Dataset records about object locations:

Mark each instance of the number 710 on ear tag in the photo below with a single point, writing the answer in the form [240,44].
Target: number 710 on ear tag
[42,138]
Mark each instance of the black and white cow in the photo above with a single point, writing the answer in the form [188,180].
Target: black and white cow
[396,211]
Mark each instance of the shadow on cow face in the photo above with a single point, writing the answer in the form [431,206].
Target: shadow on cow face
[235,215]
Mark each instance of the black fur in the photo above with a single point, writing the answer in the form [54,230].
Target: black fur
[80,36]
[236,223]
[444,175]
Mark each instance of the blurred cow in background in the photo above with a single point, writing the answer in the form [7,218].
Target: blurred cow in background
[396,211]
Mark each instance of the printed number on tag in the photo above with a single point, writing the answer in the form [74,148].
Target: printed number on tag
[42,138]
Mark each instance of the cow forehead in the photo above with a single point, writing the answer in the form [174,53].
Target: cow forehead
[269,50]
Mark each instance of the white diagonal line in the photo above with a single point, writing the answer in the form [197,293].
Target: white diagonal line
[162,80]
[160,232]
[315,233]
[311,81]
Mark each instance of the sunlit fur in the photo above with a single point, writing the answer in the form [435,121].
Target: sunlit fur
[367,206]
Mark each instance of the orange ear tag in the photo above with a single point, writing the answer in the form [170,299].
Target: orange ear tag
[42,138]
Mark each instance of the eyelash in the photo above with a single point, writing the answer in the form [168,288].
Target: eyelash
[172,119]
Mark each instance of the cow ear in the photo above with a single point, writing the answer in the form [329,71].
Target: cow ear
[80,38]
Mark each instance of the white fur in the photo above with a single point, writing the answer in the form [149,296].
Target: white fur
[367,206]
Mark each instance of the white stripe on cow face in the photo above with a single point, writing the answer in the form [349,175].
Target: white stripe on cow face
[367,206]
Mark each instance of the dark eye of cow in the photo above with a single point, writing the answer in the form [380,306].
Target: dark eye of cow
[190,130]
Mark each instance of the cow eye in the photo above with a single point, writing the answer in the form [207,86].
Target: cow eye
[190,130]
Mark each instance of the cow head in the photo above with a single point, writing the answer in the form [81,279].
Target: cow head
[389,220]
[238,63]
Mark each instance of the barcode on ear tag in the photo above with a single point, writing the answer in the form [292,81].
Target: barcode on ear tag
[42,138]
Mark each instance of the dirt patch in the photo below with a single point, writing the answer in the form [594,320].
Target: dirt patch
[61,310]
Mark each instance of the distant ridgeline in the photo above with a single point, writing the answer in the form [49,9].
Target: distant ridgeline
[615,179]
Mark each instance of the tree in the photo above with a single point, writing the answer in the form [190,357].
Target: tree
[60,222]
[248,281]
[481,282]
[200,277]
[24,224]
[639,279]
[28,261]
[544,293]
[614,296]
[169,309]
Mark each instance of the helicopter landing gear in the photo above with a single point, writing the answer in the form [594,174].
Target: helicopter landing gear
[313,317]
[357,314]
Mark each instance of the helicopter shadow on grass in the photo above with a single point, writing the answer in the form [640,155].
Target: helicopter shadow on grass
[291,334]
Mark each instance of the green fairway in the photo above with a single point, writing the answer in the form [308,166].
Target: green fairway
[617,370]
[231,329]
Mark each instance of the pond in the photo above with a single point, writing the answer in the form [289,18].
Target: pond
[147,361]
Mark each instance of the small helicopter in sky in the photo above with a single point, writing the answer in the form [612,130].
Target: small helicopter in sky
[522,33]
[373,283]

Exercise description:
Repeat the records above in full, character for character.

Complete output:
Mark each instance of the number 710 on ear tag in the photo below with a single point, writing the answer in the form [240,44].
Target: number 710 on ear tag
[42,138]
Mark each instance of the black and white cow in the photo above with a single point, writing the answer in the form [188,180].
Target: black and white cow
[396,211]
Mark each instance of the shadow on cow face in the photo above with a single point, writing the answer in the form [431,206].
Target: shadow on cow face
[235,215]
Mark each instance of the black fur in the photo above with a single point, writing the answer in the form [54,230].
Target: black fur
[80,36]
[236,223]
[444,175]
Mark each instance of the blurred cow in background in the photo above with a single point, writing the answer in the form [7,218].
Target: blurred cow in background
[396,211]
Mark each instance of the printed number on tag in the photo above with a single point, writing the answer in the form [74,148].
Target: printed number on tag
[42,138]
Mark each instance of the cow forehead in the photo above with a single point, writing the answer in the form [174,53].
Target: cow forehead
[269,50]
Mark each instance of the white diagonal line in the photo above with a single point, writing the answer in the form [197,293].
Target: white diagonal line
[162,80]
[160,232]
[315,233]
[311,81]
Mark each instance of the sunlit fur in the photo above with a single point, writing the answer in the form [435,121].
Target: sunlit fur
[367,206]
Mark each instance of the orange ear tag in the photo above with a single point, writing the answer in the form [170,299].
Target: orange ear tag
[42,138]
Mark each instance of the eyelash in the photo above with a single point, writing the answer in the form [168,288].
Target: eyelash
[172,119]
Mark each instance of the cow ear in the photo above with a single point, writing the answer in the form [329,71].
Target: cow ear
[80,38]
Mark each instance of the white fur in the photo above with a single point, writing the answer in the form [149,296].
Target: white fur
[367,206]
Mark each instance of the white stripe on cow face in the photo above with a single point, writing the answer in the form [349,175].
Target: white stripe on cow face
[367,206]
Mark each instance of the dark eye of cow in the photo above with a single point, writing the answer in the form [380,306].
Target: dark eye of cow
[190,130]
Mark each instance of the cow eye in the photo above with a single point, writing the answer in the form [207,86].
Target: cow eye
[190,130]
Mark each instance of the cow head in the photo above with a single point, writing the answer in the form [81,279].
Target: cow head
[389,220]
[238,63]
Mark each instance of the barcode on ear tag in the photo above with a single point, writing the answer in the form [292,81].
Target: barcode on ear tag
[42,138]
Mark each instance of the dirt patch in the photo below with a single point, writing the answer in the form [594,320].
Target: dirt patch
[61,310]
Mark each instance of the distant ridgeline in the photo above with a single point, writing the answer in the form [49,9].
Target: distant ridgeline
[615,179]
Mark each instance of the tree in the photo above with a single point, writing the answer in the form [190,357].
Target: tree
[60,222]
[248,281]
[481,282]
[200,277]
[24,224]
[639,279]
[28,261]
[544,293]
[614,296]
[169,309]
Mark each instance of the helicopter landing gear in the photo above with a single point, writing the answer in the form [594,174].
Target: helicopter landing gear
[313,317]
[357,314]
Mark each instance of the helicopter shadow on grass in the photo above with a single point, writing the answer in the form [640,155].
Target: helicopter shadow on grass
[291,334]
Mark each instance of the green fairway in the photo above with a single point, writing the answer in the form [308,166].
Target: green fairway
[617,370]
[231,329]
Mark each instance of the pond in the photo above with a single point, writing the answer in the form [289,18].
Target: pond
[147,361]
Mark each instance of the small helicopter in sky in the photo above with a single point, writing the answer in the form [612,130].
Target: small helicopter in sky
[522,33]
[373,283]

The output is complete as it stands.